[Work to be completed]:
Your task is to copy the material exactly.

[Input rows]:
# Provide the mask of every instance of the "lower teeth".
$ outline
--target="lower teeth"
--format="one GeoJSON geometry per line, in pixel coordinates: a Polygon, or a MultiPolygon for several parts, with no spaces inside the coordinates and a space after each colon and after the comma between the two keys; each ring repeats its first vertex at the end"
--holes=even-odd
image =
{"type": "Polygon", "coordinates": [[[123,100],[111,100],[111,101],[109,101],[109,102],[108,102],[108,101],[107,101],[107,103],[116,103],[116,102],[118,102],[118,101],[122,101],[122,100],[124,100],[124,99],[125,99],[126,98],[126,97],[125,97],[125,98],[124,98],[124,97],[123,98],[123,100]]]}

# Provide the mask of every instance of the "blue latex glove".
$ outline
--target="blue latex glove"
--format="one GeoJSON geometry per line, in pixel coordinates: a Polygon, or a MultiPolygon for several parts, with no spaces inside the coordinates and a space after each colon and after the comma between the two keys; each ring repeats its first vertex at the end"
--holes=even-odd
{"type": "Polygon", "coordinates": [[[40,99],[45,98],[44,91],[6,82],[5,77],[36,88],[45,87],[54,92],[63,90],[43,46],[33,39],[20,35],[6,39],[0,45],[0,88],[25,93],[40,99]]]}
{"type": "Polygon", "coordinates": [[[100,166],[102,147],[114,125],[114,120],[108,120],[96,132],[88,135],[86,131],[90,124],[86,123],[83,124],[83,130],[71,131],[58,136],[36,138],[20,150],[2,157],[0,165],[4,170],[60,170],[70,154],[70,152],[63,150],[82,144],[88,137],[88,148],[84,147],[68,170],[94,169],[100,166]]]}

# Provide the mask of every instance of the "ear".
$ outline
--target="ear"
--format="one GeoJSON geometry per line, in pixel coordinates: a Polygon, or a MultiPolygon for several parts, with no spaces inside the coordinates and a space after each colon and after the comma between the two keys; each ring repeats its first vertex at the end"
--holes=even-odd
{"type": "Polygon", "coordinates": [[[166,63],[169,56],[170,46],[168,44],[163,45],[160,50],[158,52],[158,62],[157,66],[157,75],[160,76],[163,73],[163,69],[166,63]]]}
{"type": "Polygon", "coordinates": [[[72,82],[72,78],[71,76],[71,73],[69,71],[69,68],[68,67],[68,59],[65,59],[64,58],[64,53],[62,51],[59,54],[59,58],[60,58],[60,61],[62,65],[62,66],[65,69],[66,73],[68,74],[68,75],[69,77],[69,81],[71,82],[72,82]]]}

[Written answer]:
# Provide the mask of every instance of the "lower teeth".
$ outline
--target="lower teeth"
--format="one GeoJSON geometry per line, in pixel coordinates: a Polygon, or a MultiPolygon for several parts, with no spaces inside the coordinates and a space after each colon and after the comma between the two keys; each ring repeats its first vertex at the end"
--holes=even-odd
image =
{"type": "Polygon", "coordinates": [[[123,100],[111,100],[111,101],[109,101],[109,102],[108,102],[108,101],[107,101],[107,103],[116,103],[116,102],[118,102],[118,101],[122,101],[122,100],[124,100],[124,99],[125,99],[126,98],[126,97],[125,97],[125,98],[124,98],[124,97],[123,98],[123,100]]]}

# Provide the mask of every instance of the "blue latex glove".
$ outline
--target="blue latex glove"
--format="one GeoJSON geometry per line, in pixel coordinates: a Polygon, or a MultiPolygon for several parts, with no spaces inside the coordinates and a space after each colon and after the comma between the two keys; each ring repeats its first vertex at the end"
--holes=even-odd
{"type": "Polygon", "coordinates": [[[40,99],[45,98],[44,91],[6,82],[5,77],[36,88],[45,87],[54,92],[63,90],[43,46],[33,39],[20,35],[6,39],[0,45],[0,88],[25,93],[40,99]]]}
{"type": "Polygon", "coordinates": [[[100,166],[102,147],[114,125],[114,120],[108,120],[96,132],[88,135],[86,131],[90,124],[86,123],[83,124],[83,130],[71,131],[58,136],[36,138],[20,150],[2,157],[0,165],[4,170],[60,170],[70,154],[70,152],[63,150],[82,144],[88,137],[88,148],[84,147],[68,170],[94,169],[100,166]]]}

# Provide the mask of every instance of the "ear".
$ outline
--target="ear"
--format="one GeoJSON geometry per line, in pixel coordinates: a Polygon, or a MultiPolygon for several parts, with no spaces inside the coordinates and a space after each colon and after the comma between the two keys; each ring repeats its first vertex at the end"
--holes=even-odd
{"type": "Polygon", "coordinates": [[[166,63],[169,56],[170,46],[168,44],[163,45],[160,50],[158,52],[158,62],[157,66],[157,75],[160,76],[163,73],[163,69],[166,63]]]}
{"type": "Polygon", "coordinates": [[[72,82],[72,78],[71,76],[71,73],[69,71],[69,68],[68,67],[68,59],[65,59],[64,58],[64,53],[62,51],[59,54],[59,58],[60,58],[60,61],[62,65],[62,66],[65,69],[66,73],[68,74],[68,75],[69,77],[69,81],[71,82],[72,82]]]}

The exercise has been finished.